La question est donc de savoir si l’infestation existait déjà avant la transaction, et si la SCI qui a vendu l’appartement en avait connaissance. Pour l’acquéreuse, aucun doute, elle savait pertinemment que la mérule était présente. L’acquéreuse estime que le vice “lui a été sciemment caché lors de la signature du compromis de vente par une mention du vendeur précisant qu’à sa connaissance, l’immeuble n’était pas contaminé par des champignons de type mérule ou autre”. Le rapport de l’expert confirme. Car des travaux ont bien été menés dans la salle de bain et “les traces de la mérule ont été effacées”.

Le risque mérule signalé trois ans avant la vente

Deux ans auparavant, une société était intervenue pour réparer une fuite au niveau de la baignoire: le joint n’assurait plus l’étanchéité et laissait s’écouler l’eau. Dans le Nord, région propice au développement du champignon, tout désordre hydrique appelle à la méfiance. La société intervenue à l’époque avait rempli son devoir de conseil en mentionnant le risque “d’un champignon de type mérule qui peut entraîner beaucoup de dégâts surtout au niveau des bois”.

Un spécialiste en matière de mérule interviendra à son tour. Sans déceler “une pathologie visible”, cet homme de l’art invite le propriétaire et le syndic à le solliciter de nouveau pour mener des investigations plus approfondies à l’occasion de prochains travaux. Une recommandation non suivie, malheureusement. “La mission de la société X n’a donc pas été menée à son terme et celle-ci n’a pu effectuer qu’un constat d’absence de pathologie visible, sans démontage du revêtement de sol masquant le plancher, estime la cour d’appel de Douai. Les conclusions de cette société n’écartent pas donc pas de manière certaine la présence de mérule et suggèrent au contraire des investigations complémentaires, pour lesquelles elle n’a pas été mandatée.”

La faute revient donc au vendeur qui, alerté d’un risque, n’a pas mené les investigations jusqu’au bout. Pour l’expert judiciaire, si la mission avait été jusqu’à son terme, le revêtement de sol, les doublages, le plancher auraient été sondés et une autre arrivée d’humidité aurait été détectée au rez-de-chaussée, à l’endroit même où l’acquéreuse repérera plus tard la mérule.

Plus de 350.000 euros à restituer

Pour la cour d’appel, l’appartement vendu était atteint “d’un vice caché le rendant impropre à sa destination”. Mais contrairement au premier juge, la cour d’appel de Douai estime que la clause de non-garantie des vices cachés ne peut fonctionner, puisque le vendeur était informé d’un risque mérule, et n’a pas mené les investigations à leur terme. La SCI qui a vendu ce lot de copropriété devra donc réparer l’intégralité du préjudice subi par l’acquéreuse.

* LIGNES RÉPERTORIÉES:

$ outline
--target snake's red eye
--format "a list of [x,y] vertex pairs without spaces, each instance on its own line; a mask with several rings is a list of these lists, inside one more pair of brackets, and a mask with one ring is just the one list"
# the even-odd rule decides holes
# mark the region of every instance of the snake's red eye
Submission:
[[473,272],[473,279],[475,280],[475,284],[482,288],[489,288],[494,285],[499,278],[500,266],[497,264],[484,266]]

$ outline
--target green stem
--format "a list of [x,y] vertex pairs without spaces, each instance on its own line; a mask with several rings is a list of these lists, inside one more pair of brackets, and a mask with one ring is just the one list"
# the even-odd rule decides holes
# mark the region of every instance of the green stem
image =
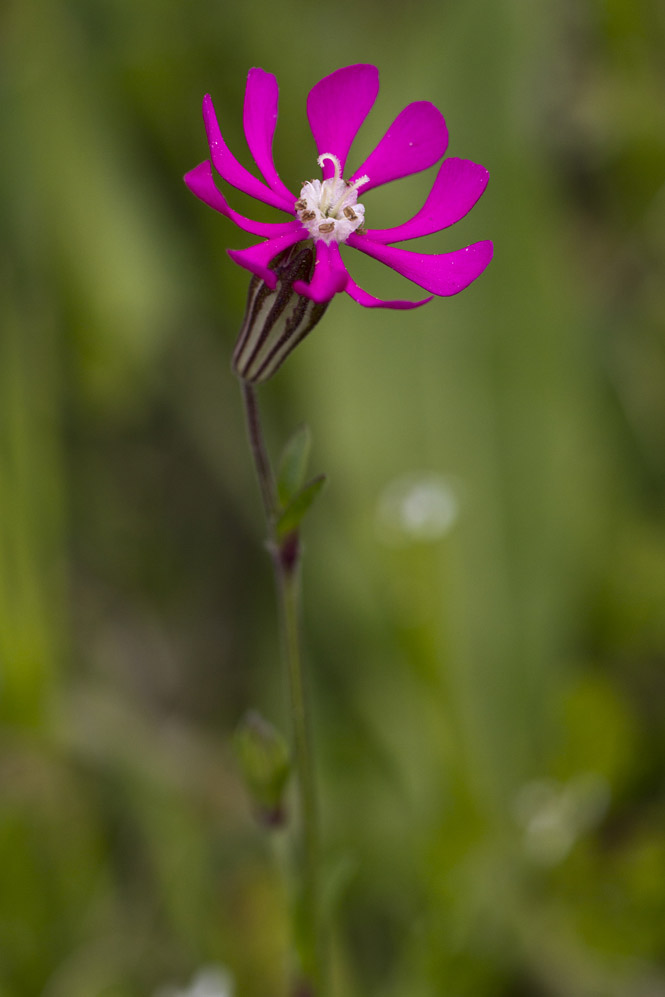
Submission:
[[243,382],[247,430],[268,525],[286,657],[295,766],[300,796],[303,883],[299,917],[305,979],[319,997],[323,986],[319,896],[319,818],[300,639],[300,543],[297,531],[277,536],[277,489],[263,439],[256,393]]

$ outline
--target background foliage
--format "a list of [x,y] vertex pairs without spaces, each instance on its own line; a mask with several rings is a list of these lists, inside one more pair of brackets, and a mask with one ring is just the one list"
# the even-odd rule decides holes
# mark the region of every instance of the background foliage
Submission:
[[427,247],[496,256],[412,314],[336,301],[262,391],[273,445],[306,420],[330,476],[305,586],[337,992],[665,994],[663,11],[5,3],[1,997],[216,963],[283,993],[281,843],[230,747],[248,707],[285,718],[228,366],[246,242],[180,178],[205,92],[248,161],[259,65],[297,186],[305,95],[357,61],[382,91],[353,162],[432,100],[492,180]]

* * *

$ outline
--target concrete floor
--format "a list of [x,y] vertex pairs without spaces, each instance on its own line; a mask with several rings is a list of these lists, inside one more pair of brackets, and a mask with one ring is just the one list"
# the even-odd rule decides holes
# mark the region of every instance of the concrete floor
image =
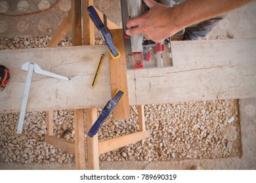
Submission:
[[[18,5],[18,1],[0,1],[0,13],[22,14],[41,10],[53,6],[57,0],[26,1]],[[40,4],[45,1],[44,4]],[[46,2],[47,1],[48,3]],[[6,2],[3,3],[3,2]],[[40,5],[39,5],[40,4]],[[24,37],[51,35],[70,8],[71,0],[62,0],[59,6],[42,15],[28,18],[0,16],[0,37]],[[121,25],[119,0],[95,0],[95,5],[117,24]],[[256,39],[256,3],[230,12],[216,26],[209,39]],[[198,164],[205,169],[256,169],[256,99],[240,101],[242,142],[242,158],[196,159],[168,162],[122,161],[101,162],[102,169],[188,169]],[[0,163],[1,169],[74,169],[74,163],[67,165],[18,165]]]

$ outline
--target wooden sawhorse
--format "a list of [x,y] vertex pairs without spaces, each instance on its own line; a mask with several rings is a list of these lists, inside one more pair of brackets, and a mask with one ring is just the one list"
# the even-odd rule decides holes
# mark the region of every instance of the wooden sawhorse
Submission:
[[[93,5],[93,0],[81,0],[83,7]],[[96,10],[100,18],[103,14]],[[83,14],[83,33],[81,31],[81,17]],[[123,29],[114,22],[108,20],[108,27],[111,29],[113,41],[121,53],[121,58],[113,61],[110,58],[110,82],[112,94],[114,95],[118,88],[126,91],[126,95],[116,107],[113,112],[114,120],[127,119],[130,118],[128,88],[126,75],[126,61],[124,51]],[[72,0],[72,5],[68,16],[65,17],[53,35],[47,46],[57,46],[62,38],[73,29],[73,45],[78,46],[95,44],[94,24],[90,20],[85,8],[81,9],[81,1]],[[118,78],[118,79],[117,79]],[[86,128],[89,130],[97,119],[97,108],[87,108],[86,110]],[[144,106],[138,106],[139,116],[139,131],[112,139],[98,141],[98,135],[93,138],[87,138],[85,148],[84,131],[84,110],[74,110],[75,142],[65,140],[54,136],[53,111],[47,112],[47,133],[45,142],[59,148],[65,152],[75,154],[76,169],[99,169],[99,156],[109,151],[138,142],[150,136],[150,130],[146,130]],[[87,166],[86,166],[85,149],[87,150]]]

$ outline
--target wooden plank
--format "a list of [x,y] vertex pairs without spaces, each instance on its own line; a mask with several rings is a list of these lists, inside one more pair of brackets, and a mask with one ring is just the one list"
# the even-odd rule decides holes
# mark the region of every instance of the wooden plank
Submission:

* * *

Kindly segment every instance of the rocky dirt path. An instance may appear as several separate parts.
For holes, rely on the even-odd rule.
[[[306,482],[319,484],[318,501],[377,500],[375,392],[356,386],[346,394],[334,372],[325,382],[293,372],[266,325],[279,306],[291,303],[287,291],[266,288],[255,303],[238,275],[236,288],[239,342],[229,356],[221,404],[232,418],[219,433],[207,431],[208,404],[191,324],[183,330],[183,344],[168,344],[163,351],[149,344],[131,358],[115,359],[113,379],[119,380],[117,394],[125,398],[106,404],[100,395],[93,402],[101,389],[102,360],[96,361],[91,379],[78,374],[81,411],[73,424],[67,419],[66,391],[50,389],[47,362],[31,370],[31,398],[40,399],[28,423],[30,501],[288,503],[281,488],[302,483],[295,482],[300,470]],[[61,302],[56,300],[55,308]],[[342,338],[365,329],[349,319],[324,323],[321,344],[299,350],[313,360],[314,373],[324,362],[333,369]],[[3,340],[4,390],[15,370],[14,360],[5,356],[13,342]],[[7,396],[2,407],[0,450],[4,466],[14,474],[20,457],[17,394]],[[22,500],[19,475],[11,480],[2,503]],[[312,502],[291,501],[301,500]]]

* CONSIGNES:
Recopiez à l'identique le passage du texte sur la mérule qui va de "La faute revient" jusqu'à "tard la mérule." inclus.

* RÉSULTAT ATTENDU:
La faute revient donc au vendeur qui, alerté d’un risque, n’a pas mené les investigations jusqu’au bout. Pour l’expert judiciaire, si la mission avait été jusqu’à son terme, le revêtement de sol, les doublages, le plancher auraient été sondés et une autre arrivée d’humidité aurait été détectée au rez-de-chaussée, à l’endroit même où l’acquéreuse repérera plus tard la mérule.